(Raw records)
[Begin]

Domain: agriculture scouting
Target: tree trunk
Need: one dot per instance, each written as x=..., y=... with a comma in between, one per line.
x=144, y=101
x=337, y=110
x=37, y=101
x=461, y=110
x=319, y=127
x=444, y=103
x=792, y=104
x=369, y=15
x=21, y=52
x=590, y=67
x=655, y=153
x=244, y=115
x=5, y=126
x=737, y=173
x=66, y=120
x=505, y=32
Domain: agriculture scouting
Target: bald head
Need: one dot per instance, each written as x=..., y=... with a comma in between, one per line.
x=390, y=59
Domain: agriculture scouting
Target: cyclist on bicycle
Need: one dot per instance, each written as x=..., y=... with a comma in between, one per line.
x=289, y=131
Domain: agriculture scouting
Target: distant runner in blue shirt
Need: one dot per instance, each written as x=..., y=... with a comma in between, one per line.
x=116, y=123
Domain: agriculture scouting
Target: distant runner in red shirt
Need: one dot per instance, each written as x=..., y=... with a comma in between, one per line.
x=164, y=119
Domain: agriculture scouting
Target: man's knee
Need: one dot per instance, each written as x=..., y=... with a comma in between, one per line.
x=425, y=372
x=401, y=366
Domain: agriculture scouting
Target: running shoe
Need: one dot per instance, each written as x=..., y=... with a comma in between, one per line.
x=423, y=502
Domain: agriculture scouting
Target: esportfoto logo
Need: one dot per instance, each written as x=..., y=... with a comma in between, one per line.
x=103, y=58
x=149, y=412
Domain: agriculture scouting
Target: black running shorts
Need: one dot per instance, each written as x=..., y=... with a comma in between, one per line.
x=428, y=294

[End]
[Begin]

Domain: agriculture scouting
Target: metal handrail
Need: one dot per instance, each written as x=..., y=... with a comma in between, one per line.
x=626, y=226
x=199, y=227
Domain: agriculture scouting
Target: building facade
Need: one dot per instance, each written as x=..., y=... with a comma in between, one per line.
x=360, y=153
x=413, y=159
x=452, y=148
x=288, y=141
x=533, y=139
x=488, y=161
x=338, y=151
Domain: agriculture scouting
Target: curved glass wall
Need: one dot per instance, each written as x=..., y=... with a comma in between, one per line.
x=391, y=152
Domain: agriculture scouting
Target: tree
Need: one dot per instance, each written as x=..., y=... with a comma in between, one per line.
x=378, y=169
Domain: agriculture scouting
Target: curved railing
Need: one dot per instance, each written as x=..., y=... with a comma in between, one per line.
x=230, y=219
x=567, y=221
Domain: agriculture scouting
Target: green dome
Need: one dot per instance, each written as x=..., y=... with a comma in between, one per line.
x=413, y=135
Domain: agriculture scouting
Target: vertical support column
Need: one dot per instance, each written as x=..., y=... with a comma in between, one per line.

[End]

**WHAT YOU SHOULD DO:**
Count the lines of the data above that contain the string "running", treating uppercase and lowercase letters as different. Reply with the number alone.

**FULL ANSWER:**
2